■ WHAT NEEDS TO BE DONE ■
A single number is expected: the count of lines in the entries below that contain "sleeve".

■ INFORMATION ■
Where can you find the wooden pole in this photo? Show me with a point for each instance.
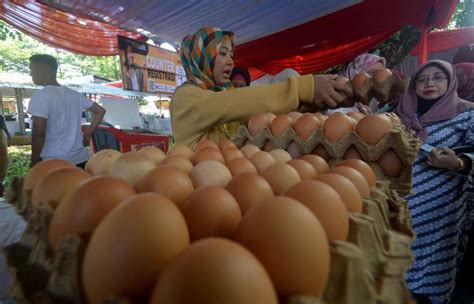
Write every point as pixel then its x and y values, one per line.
pixel 19 106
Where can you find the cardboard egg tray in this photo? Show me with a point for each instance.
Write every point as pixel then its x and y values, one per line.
pixel 367 268
pixel 403 142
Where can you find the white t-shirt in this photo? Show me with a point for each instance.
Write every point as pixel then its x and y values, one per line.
pixel 62 107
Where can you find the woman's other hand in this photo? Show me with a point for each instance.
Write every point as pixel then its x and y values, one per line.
pixel 444 158
pixel 329 93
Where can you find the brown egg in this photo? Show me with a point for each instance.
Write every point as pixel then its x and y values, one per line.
pixel 362 167
pixel 320 151
pixel 355 177
pixel 361 81
pixel 257 123
pixel 131 166
pixel 249 150
pixel 182 150
pixel 101 162
pixel 318 163
pixel 210 173
pixel 280 124
pixel 154 153
pixel 293 150
pixel 352 153
pixel 381 75
pixel 346 190
pixel 306 125
pixel 281 177
pixel 226 143
pixel 271 117
pixel 337 125
pixel 55 185
pixel 326 204
pixel 168 180
pixel 268 146
pixel 214 270
pixel 131 246
pixel 231 153
pixel 179 162
pixel 205 143
pixel 356 115
pixel 304 168
pixel 390 164
pixel 249 189
pixel 291 244
pixel 207 153
pixel 394 118
pixel 294 116
pixel 211 211
pixel 240 165
pixel 280 155
pixel 41 169
pixel 373 127
pixel 321 117
pixel 262 160
pixel 81 211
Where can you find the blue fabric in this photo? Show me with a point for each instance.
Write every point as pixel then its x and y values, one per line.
pixel 441 210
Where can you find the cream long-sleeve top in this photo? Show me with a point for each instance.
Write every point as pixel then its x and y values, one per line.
pixel 197 113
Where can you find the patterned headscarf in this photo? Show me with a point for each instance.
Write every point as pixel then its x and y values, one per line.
pixel 447 107
pixel 362 63
pixel 198 52
pixel 465 75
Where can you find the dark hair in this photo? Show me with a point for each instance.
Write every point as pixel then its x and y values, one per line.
pixel 126 63
pixel 48 60
pixel 241 71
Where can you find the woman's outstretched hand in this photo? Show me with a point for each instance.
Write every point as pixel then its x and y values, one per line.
pixel 329 93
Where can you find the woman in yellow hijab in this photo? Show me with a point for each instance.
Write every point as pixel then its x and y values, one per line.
pixel 204 105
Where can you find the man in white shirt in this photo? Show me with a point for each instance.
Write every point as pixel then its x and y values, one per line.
pixel 56 115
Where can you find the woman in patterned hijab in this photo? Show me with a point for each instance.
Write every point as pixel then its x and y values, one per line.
pixel 198 54
pixel 465 75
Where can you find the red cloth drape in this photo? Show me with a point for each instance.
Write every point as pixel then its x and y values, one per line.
pixel 339 37
pixel 423 57
pixel 59 29
pixel 445 40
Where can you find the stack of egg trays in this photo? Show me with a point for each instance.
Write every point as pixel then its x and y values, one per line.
pixel 370 266
pixel 367 268
pixel 403 142
pixel 41 275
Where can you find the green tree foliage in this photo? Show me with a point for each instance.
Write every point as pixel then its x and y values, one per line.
pixel 463 15
pixel 17 47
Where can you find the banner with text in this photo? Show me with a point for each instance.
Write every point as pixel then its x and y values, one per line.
pixel 149 68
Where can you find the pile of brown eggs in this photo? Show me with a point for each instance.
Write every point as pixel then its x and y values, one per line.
pixel 217 224
pixel 378 139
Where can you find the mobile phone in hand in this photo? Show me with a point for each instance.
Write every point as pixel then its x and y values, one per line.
pixel 427 148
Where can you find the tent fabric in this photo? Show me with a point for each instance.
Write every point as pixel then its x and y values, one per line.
pixel 445 40
pixel 63 30
pixel 171 20
pixel 341 36
pixel 307 36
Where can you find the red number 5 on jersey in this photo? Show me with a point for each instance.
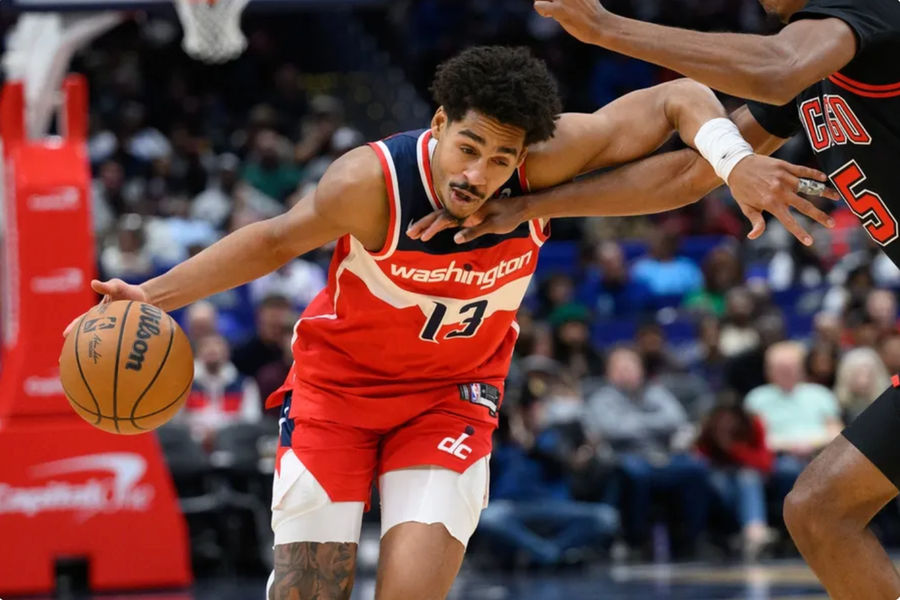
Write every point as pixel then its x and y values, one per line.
pixel 866 204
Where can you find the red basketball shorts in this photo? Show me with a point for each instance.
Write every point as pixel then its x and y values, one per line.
pixel 450 427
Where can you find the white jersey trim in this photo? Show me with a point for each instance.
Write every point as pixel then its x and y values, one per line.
pixel 395 197
pixel 421 148
pixel 507 297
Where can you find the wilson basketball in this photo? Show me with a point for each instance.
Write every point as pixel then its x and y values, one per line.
pixel 127 367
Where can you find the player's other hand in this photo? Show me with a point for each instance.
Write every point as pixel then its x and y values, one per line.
pixel 765 184
pixel 583 19
pixel 114 289
pixel 497 215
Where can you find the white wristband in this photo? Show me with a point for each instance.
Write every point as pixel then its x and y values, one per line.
pixel 721 144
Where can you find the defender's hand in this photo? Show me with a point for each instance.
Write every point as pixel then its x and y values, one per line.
pixel 764 184
pixel 581 18
pixel 114 289
pixel 497 215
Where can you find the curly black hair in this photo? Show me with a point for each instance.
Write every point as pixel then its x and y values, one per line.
pixel 505 83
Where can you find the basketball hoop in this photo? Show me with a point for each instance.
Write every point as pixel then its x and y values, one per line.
pixel 212 29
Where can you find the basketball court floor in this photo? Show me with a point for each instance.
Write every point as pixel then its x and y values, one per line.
pixel 788 580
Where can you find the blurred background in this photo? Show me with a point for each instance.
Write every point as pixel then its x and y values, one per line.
pixel 642 422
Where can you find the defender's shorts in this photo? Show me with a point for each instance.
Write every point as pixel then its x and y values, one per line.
pixel 876 432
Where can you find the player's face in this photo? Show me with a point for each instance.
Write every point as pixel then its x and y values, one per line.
pixel 474 157
pixel 783 9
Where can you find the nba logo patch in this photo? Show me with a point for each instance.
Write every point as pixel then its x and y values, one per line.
pixel 483 394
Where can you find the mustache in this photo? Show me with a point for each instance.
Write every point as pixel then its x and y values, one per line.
pixel 468 188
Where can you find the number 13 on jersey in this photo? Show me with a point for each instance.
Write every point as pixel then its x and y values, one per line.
pixel 866 204
pixel 469 316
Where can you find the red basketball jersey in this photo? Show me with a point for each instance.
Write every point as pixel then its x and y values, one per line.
pixel 414 316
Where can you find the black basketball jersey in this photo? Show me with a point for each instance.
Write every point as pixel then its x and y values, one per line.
pixel 852 118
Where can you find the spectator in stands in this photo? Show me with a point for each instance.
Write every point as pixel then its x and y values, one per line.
pixel 663 272
pixel 189 234
pixel 656 356
pixel 861 377
pixel 301 280
pixel 821 364
pixel 109 199
pixel 227 191
pixel 270 168
pixel 325 117
pixel 220 395
pixel 342 140
pixel 275 317
pixel 133 141
pixel 703 357
pixel 607 287
pixel 797 265
pixel 572 341
pixel 747 370
pixel 201 320
pixel 722 271
pixel 555 291
pixel 889 350
pixel 540 449
pixel 735 444
pixel 800 418
pixel 828 328
pixel 881 308
pixel 738 332
pixel 642 423
pixel 848 294
pixel 128 257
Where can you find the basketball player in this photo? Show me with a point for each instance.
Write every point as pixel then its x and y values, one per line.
pixel 400 361
pixel 832 72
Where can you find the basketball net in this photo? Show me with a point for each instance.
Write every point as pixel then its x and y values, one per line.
pixel 212 29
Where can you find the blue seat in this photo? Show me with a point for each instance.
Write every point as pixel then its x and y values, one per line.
pixel 558 257
pixel 609 332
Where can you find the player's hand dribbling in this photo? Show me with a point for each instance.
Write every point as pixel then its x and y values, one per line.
pixel 581 18
pixel 497 215
pixel 114 289
pixel 765 184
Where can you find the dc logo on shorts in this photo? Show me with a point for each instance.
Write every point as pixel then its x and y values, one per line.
pixel 455 446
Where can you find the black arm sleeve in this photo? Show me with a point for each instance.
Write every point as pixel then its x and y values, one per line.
pixel 872 21
pixel 781 121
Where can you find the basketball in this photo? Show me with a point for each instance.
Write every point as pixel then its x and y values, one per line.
pixel 127 367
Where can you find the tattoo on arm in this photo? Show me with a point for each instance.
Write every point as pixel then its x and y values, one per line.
pixel 313 571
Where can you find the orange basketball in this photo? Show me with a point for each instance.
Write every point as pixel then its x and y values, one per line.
pixel 127 367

■ EXERCISE OUTPUT ■
2